* Begin Article *

Which of the following statements is CORRECT
 
a.    You hold two bonds, a 10-year, zero coupon, issue and a 10-year bond that pays a 6% annual coupon.  The same market rate, 6%, applies to both bonds.  If the market rate rises from its current level, the zero coupon bond will experience the larger percentage decline.

b.    The shorter the time to maturity, the greater the change in the value of a bond in response to a given change in interest rates, other things held constant.
 
c.    You hold two bonds.  One is a 10-year, zero coupon, bond and the other is a 10-year bond that pays a 6% annual coupon.  The same market rate, 6%, applies to both bonds.  If the market rate rises from the current level, the zero coupon bond will experience the smaller percentage decline.
 
d.    The time to maturity does not affect the change in the value of a bond in response to a given change in interest rates.
 
e.    The higher the coupon rate, the greater the change in the value of a bond in response to a given change in interest rates.

Question 2

Which of the following events would make it more likely that a company would call its outstanding callable bonds
 
a.    Inflation increases significantly.
 
b.    Market interest rates decline sharply.
 
c.    The company's financial situation deteriorates significantly.
 
d.    Market interest rates rise sharply.
 
e.    The company’s bonds are downgraded.

Question 3

Under normal conditions, which of the following would be most likely to increase the coupon rate required for a bond to be issued at par
 
a.    The rating agencies change the bond's rating from Baa to Aaa.

* End Article *

| Directions for this task |
Reproduce the stretch of the bond quiz from "a.    You hold" through "things held constant." word for word.

* Begin Supplied data *

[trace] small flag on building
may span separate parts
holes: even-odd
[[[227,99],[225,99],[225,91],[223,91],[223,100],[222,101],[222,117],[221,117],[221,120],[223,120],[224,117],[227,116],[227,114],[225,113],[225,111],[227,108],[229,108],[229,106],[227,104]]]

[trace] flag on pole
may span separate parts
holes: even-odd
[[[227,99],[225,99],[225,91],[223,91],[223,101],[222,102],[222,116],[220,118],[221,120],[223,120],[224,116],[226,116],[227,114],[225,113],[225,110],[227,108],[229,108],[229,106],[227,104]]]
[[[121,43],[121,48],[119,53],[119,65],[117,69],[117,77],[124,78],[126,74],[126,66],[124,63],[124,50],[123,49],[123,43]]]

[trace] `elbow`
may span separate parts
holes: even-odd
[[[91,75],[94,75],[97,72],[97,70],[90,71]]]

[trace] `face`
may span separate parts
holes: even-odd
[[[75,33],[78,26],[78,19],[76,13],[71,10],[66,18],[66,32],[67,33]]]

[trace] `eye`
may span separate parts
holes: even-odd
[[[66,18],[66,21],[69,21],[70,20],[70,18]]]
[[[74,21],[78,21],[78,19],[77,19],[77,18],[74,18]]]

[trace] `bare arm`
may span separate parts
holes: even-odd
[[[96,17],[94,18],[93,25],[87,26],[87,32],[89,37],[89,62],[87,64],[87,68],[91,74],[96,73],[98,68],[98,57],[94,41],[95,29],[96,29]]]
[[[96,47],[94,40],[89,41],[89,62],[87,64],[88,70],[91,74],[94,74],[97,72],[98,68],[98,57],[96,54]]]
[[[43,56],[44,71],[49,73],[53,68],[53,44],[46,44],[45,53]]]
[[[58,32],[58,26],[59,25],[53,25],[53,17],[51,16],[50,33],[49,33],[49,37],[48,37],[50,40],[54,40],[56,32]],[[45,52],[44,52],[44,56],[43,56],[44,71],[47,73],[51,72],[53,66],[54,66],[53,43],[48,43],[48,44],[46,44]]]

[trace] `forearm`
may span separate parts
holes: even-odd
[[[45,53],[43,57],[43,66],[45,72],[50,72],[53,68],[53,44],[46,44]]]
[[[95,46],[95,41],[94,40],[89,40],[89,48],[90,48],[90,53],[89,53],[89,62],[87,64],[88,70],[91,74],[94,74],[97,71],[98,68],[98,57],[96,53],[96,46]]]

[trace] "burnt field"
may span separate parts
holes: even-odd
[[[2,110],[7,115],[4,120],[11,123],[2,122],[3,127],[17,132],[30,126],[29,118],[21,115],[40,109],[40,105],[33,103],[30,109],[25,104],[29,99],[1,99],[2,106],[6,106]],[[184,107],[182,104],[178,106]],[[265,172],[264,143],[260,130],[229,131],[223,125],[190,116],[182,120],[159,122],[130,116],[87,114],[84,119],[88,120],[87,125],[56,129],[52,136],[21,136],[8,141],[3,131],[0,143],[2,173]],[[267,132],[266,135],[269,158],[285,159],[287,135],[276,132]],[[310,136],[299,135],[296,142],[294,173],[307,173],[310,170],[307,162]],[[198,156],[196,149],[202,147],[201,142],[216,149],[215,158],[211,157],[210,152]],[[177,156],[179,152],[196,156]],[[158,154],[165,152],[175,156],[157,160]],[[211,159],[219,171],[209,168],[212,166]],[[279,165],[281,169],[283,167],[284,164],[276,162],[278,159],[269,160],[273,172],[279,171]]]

* End Supplied data *

| Answer for the task |
a.    You hold two bonds, a 10-year, zero coupon, issue and a 10-year bond that pays a 6% annual coupon.  The same market rate, 6%, applies to both bonds.  If the market rate rises from its current level, the zero coupon bond will experience the larger percentage decline.

b.    The shorter the time to maturity, the greater the change in the value of a bond in response to a given change in interest rates, other things held constant.